◆ TASK DIRECTIONS ◆
Each line of the material below should be reproduced exactly.

+++ DATA ENTRIES +++

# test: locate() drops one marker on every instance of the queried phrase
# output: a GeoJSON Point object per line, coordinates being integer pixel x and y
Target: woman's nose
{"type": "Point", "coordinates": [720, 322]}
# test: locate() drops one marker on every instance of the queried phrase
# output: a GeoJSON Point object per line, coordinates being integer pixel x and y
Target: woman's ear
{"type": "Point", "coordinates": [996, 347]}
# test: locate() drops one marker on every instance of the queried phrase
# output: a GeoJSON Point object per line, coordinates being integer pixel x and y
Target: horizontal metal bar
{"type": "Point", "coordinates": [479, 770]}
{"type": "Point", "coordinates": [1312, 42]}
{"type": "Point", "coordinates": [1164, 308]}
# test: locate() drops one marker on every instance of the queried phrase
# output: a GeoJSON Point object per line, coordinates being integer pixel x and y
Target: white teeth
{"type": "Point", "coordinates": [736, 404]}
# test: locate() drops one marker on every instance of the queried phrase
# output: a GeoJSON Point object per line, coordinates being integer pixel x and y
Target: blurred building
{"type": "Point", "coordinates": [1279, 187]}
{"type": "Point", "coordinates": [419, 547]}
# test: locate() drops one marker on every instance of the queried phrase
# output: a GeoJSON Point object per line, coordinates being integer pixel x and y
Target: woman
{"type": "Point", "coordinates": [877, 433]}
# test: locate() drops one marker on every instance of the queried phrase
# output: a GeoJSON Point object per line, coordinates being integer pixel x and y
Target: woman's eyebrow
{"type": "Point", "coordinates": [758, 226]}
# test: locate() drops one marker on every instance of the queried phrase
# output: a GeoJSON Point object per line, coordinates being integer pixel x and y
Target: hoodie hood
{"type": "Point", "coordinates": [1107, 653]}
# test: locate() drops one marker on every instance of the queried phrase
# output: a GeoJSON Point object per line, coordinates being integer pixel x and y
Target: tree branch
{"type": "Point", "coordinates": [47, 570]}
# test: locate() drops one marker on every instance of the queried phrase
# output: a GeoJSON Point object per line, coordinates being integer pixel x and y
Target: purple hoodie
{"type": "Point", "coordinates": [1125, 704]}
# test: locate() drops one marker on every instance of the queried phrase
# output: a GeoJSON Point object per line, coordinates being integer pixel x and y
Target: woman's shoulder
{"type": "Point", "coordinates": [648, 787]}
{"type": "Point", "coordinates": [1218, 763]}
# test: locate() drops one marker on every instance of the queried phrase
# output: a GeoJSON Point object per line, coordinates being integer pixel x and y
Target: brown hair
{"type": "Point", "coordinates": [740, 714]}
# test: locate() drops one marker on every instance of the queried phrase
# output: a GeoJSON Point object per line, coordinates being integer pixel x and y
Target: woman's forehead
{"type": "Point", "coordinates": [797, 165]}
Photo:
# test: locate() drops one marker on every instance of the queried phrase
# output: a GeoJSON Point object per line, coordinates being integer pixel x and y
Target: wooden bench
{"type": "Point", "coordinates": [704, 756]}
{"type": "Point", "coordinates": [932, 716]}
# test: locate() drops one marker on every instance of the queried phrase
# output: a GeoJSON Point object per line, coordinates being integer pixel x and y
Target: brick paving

+++

◆ COMPLETE ANSWER ◆
# test: locate() drops one marker on every instance of the queried phrase
# output: a GeoJSON Point object per line, coordinates being integer pixel x and y
Target: woman's nose
{"type": "Point", "coordinates": [720, 322]}
# test: locate() drops one marker on every instance of the queried phrase
# output: a GeoJSON Point object per line, coordinates being integer pixel x and y
Target: woman's ear
{"type": "Point", "coordinates": [996, 347]}
# test: locate() drops one marker on every instance of the queried phrase
# output: a GeoJSON Point object per line, coordinates being integer pixel x and y
Target: horizontal metal bar
{"type": "Point", "coordinates": [479, 770]}
{"type": "Point", "coordinates": [1312, 42]}
{"type": "Point", "coordinates": [1164, 308]}
# test: locate() drops one marker on every instance of the queried phrase
# output: a GeoJSON Point object per line, coordinates being integer pixel x and y
Target: white teeth
{"type": "Point", "coordinates": [736, 404]}
# test: locate() drops one marker on every instance of the queried phrase
# output: a GeoJSON Point object per line, coordinates being integer pixel x and y
Target: blurred building
{"type": "Point", "coordinates": [1279, 187]}
{"type": "Point", "coordinates": [419, 547]}
# test: locate() drops one marker on every instance of the queried phrase
# output: a GeoJSON Point object per line, coordinates being integer pixel x and y
Target: woman
{"type": "Point", "coordinates": [877, 433]}
# test: locate() drops one marker on every instance of the queried phrase
# output: a GeoJSON Point object per line, coordinates being integer pixel x and y
Target: woman's eyebrow
{"type": "Point", "coordinates": [758, 226]}
# test: locate() drops one marker on every instance of the queried phrase
# output: a GeoJSON Point object per line, coordinates being integer pixel x and y
Target: hoodie hood
{"type": "Point", "coordinates": [1107, 653]}
# test: locate() drops one marker on every instance of the queried phrase
# output: a GeoJSON Point object per line, coordinates being integer pixel x and y
Target: tree branch
{"type": "Point", "coordinates": [47, 570]}
# test: locate() drops one marker on every instance of the queried phrase
# output: a GeoJSON Point object per line, coordinates being integer pixel x and y
Target: purple hoodie
{"type": "Point", "coordinates": [1125, 704]}
# test: locate() drops one marker on every instance of the queried phrase
# output: a GeoJSON Point object per line, coordinates being integer pixel x and y
Target: woman's shoulder
{"type": "Point", "coordinates": [648, 787]}
{"type": "Point", "coordinates": [1218, 763]}
# test: locate() drops one marker on every instance of the queried phrase
# output: a GeoJSON Point object per line, coordinates being integer pixel x and y
Target: brown hair
{"type": "Point", "coordinates": [740, 714]}
# test: locate() drops one marker on every instance of the queried phrase
# output: a GeoJSON Point object per line, coordinates being integer pixel x and y
Target: woman's forehead
{"type": "Point", "coordinates": [797, 165]}
Photo:
# test: locate() drops one marker on every instance of the queried phrase
# output: a GeoJSON Point object per line, coordinates being integer pixel x and y
Target: wooden bench
{"type": "Point", "coordinates": [704, 756]}
{"type": "Point", "coordinates": [932, 716]}
# test: locate() drops one marker on every instance of the queried phrase
# output: a GeoJSON Point object per line, coordinates being integer pixel x and y
Target: brick paving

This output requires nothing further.